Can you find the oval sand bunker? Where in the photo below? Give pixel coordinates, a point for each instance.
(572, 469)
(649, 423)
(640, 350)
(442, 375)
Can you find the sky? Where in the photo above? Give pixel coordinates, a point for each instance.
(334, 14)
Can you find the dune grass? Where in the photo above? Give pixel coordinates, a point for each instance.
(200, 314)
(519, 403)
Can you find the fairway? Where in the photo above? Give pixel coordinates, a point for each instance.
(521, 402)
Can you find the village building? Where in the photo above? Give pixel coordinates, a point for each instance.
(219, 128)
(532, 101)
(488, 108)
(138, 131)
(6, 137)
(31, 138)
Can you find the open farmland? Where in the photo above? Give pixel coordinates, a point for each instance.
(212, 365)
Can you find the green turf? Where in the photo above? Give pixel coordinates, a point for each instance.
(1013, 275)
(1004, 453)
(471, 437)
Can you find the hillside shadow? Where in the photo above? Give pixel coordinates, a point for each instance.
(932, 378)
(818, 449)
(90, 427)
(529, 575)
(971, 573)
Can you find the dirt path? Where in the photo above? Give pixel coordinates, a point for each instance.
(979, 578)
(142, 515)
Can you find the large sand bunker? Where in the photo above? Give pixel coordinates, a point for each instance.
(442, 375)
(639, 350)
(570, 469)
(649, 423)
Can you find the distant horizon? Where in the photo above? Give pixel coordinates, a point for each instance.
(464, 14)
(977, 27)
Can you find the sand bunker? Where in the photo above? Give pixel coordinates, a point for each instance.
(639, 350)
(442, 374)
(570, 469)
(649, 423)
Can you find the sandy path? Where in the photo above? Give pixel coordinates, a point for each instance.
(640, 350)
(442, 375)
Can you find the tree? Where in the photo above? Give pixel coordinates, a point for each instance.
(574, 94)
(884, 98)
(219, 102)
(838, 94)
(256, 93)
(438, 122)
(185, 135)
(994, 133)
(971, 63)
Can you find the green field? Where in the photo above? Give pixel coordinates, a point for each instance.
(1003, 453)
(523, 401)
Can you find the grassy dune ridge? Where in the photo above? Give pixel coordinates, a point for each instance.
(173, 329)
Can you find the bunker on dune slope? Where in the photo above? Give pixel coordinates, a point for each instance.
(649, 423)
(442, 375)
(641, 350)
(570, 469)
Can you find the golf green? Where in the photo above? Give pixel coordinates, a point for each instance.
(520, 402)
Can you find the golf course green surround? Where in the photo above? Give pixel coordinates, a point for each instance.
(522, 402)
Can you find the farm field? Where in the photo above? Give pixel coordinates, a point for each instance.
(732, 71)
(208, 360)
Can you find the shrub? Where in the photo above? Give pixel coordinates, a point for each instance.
---
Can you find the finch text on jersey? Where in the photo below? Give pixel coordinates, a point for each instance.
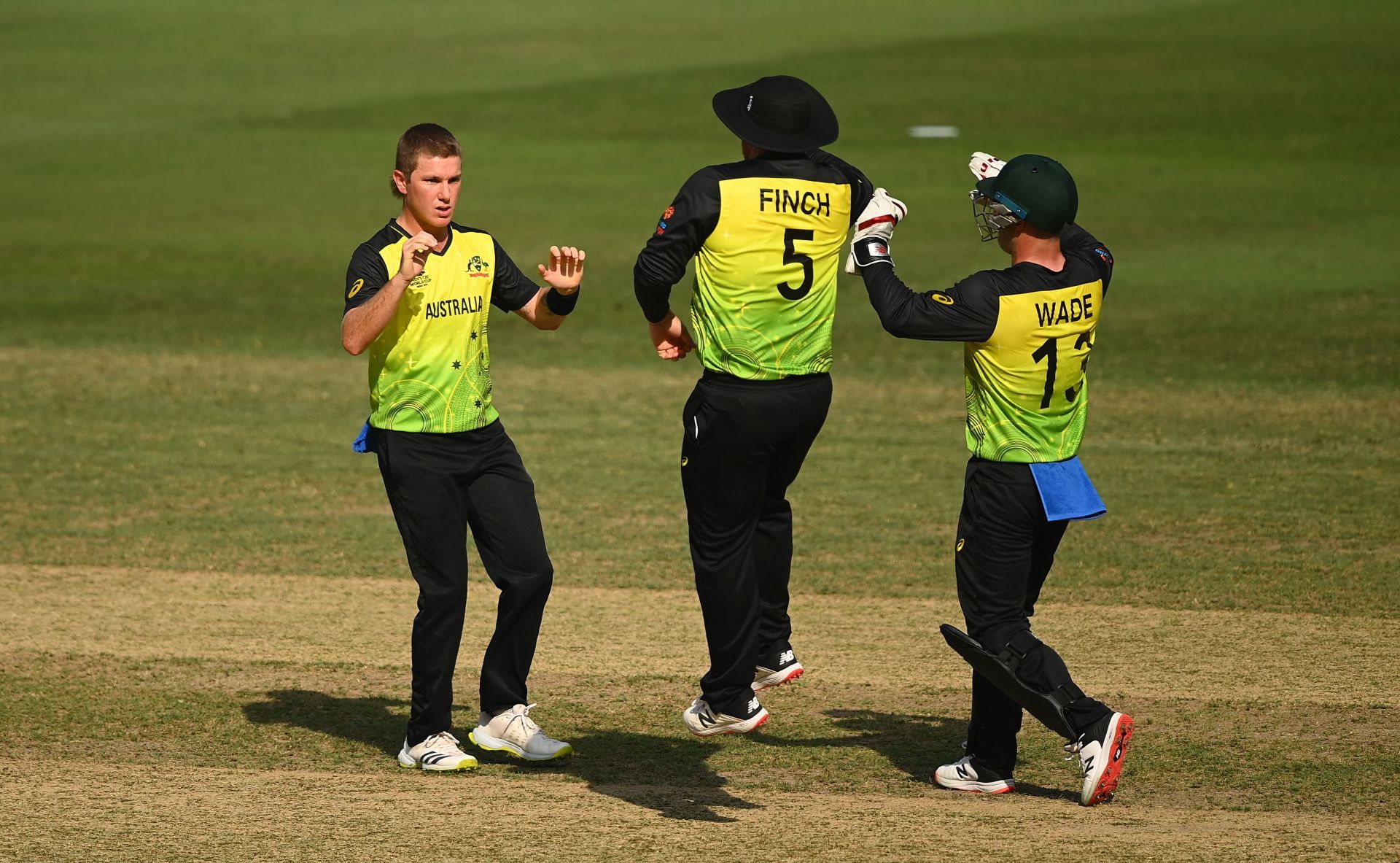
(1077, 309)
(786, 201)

EXERCISE = Recast the rows from the line with "Can you find the green turf?" to the line with "Can you find the shrub?", both included, as a Markdown table with the columns Position and Text. Number each line under Position, put the line itself under Text, and omit blank lines.

THE COMPLETED TASK =
| Position | Text |
|---|---|
| 1 | Can you find the green turf? Where in the photo above? Give pixel coordinates, a point for each instance. |
| 2 | (1013, 275) |
| 3 | (1004, 453) |
| 4 | (471, 437) |
| 5 | Can you find the hillside shadow? Where in the photo above? Give pixel coordinates, a point for each instance. |
| 6 | (932, 378) |
| 7 | (818, 449) |
| 8 | (90, 427) |
| 9 | (529, 575) |
| 10 | (971, 573) |
| 11 | Can you find the dirt path? Where in the photo above? Give pixel coordinates, a point for each instance. |
| 12 | (979, 578) |
| 13 | (142, 515) |
| 14 | Can you find the large sand bunker? Where in the photo above? Give pixel coordinates, a point for each instance. |
| 15 | (442, 375) |
| 16 | (639, 350) |
| 17 | (570, 469) |
| 18 | (649, 423) |
| 19 | Can you find the distant horizon? Where in the photo above? Give pixel coordinates, a point for each instance. |
| 20 | (464, 14) |
| 21 | (977, 27) |
| 22 | Can you find the sand bunker? Where in the photo above? Give pixel coordinates, a point for each instance. |
| 23 | (639, 350) |
| 24 | (442, 374) |
| 25 | (570, 469) |
| 26 | (649, 423) |
| 27 | Can you find the sandy path? Where in the photo above? Give pixel coordinates, a point for each instance. |
| 28 | (640, 350) |
| 29 | (442, 375) |
| 30 | Can you find the tree? Where in the photo above? Give pixel coordinates, a point for each instance. |
| 31 | (574, 94) |
| 32 | (884, 98) |
| 33 | (219, 102) |
| 34 | (838, 94) |
| 35 | (256, 93) |
| 36 | (438, 122) |
| 37 | (185, 135) |
| 38 | (994, 133) |
| 39 | (971, 63) |
| 40 | Can you find the green field? Where in the photo above? Give pixel coordinates, a point for each instance. |
| 41 | (1003, 453) |
| 42 | (523, 401) |
| 43 | Can you find the grassy dune ridge? Where in the photo above? Give pixel coordinates, a point for each instance. |
| 44 | (173, 329) |
| 45 | Can you find the bunker on dune slope? Where in the photo above? Give pixel coordinates, a point for each instance. |
| 46 | (649, 423) |
| 47 | (442, 375) |
| 48 | (641, 350) |
| 49 | (570, 469) |
| 50 | Can you find the golf green? Where in the photo above? Give pixel coordinates, a point for each instance. |
| 51 | (520, 402) |
| 52 | Can you find the golf course green surround? Where in the photo above? Give pixel coordinates, a point for each instance. |
| 53 | (522, 402) |
| 54 | Can you find the farm field? Where in the photo above? Give pixel coordinates, a point for each instance. |
| 55 | (732, 71) |
| 56 | (208, 360) |
| 57 | Can you find the shrub? Where in the photo above? Give pixel coordinates, a point for each instance. |